■ Work task ■
The response should contain all of the records, copied exactly, and none of the images.

■ Records ■

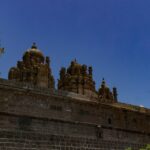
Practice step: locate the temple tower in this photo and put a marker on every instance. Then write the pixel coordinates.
(33, 69)
(77, 78)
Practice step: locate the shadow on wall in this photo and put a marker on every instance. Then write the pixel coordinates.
(147, 148)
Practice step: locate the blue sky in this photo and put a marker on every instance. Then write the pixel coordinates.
(111, 35)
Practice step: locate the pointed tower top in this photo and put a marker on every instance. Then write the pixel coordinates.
(34, 46)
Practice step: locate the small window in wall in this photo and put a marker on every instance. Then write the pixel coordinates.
(109, 121)
(55, 107)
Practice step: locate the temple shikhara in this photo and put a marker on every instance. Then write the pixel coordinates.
(34, 115)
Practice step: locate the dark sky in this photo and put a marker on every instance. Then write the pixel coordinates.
(111, 35)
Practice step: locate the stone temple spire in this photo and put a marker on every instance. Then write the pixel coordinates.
(33, 69)
(77, 78)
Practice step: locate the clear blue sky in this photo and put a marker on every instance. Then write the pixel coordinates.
(111, 35)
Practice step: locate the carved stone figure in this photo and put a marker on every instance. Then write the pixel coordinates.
(32, 69)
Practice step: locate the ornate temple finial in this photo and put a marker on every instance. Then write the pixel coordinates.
(34, 45)
(115, 94)
(75, 60)
(103, 82)
(90, 71)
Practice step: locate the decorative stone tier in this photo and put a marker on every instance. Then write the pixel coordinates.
(34, 69)
(77, 79)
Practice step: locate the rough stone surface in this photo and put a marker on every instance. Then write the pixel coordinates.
(42, 119)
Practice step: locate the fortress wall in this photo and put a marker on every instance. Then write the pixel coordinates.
(30, 120)
(30, 103)
(26, 133)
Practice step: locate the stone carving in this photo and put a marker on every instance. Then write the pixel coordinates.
(76, 79)
(33, 69)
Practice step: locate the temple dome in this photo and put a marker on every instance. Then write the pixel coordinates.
(33, 54)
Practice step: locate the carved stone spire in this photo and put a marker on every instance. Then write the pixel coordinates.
(33, 69)
(77, 79)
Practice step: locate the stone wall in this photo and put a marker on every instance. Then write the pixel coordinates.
(33, 119)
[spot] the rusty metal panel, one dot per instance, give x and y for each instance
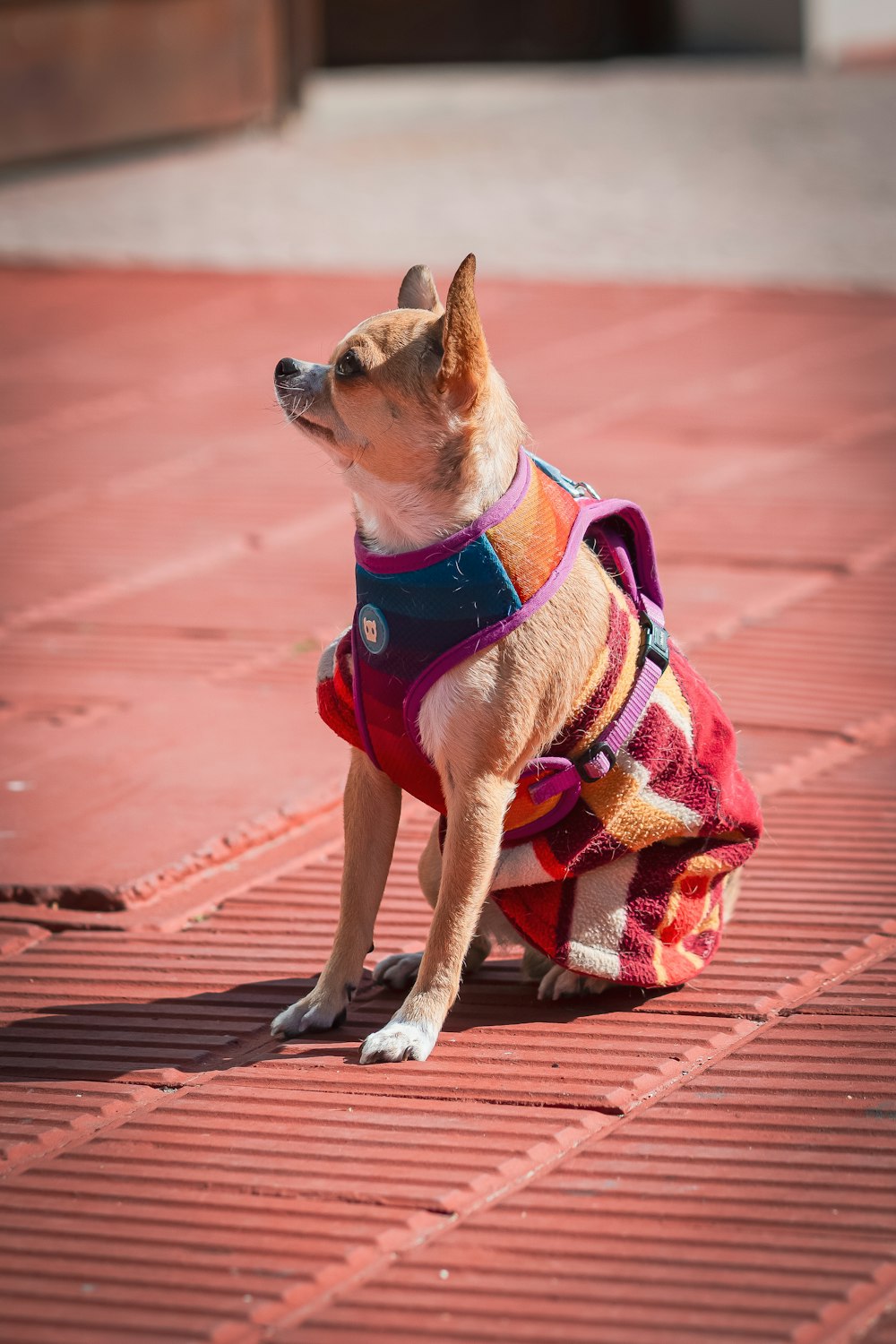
(94, 73)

■ Your solution ■
Practice step: locate the temple tower in this photo and put a marker on every instance. Then write the pixel coordinates.
(33, 69)
(77, 78)
Practice step: locate the shadow on wall in this photo and put a marker on every instance. Then write the pixel coordinates.
(147, 148)
Practice step: locate the blue sky in this photo and put a marker on every instance. Then write the pixel coordinates.
(111, 35)
Practice step: locate the pointed tower top in this photo and put a marker on every instance. Then write the pixel coordinates.
(34, 46)
Practice step: locate the small window in wall in this photo and put a marker on every instance. Then write the pixel coordinates.
(109, 121)
(55, 107)
Practice step: locate the temple shikhara in this photo and put a marker on every instance. Then write the pixel coordinates.
(34, 115)
Practice step: locate the dark sky in this photo and put a marker on every instance. Then write the pixel coordinates.
(111, 35)
Practice step: locate the stone temple spire in this photo and put a marker on every instance. Then write the pixel coordinates.
(33, 69)
(77, 78)
Practice step: locate the clear blue sky in this photo and put a marker on every instance. Then write the pixel coordinates.
(111, 35)
Practice step: locate the carved stone figure in this photo and put a marker on every instance. Then write the pixel coordinates.
(32, 69)
Practice step: locate the ornate temple finial in this photo and put a marker on every instance. Then write the pixel coordinates.
(34, 45)
(115, 94)
(75, 60)
(103, 82)
(90, 71)
Practice step: locate the decorative stone tier in this photo and put a marker on every instance. Then write the pixel coordinates.
(34, 69)
(77, 79)
Practice step: locate the rough stone surface in this photo and put a marker on every instance. Then write the pixel coordinates.
(42, 119)
Practice step: locate the fortress wall in this photo and put a marker on every instance. Then write the pixel coordinates.
(30, 120)
(30, 103)
(26, 133)
Practice step: locate the stone carving in this photo and put a marker on every instance. Then write the pixel coordinates.
(76, 79)
(33, 69)
Practice step: locate the temple dome in this photo and put a marker on every instance. Then write the pixel coordinates.
(33, 54)
Practice step: locate the carved stone spire in this photo and put a marker on every instance. Then write the pixel coordinates.
(33, 69)
(77, 79)
Practice step: locate the stone wall in this photo and put a marker on every instance. Then write the pixel coordinates.
(33, 119)
[spot] the rusty metal panel, one dot per instance, give x and y for each instance
(94, 73)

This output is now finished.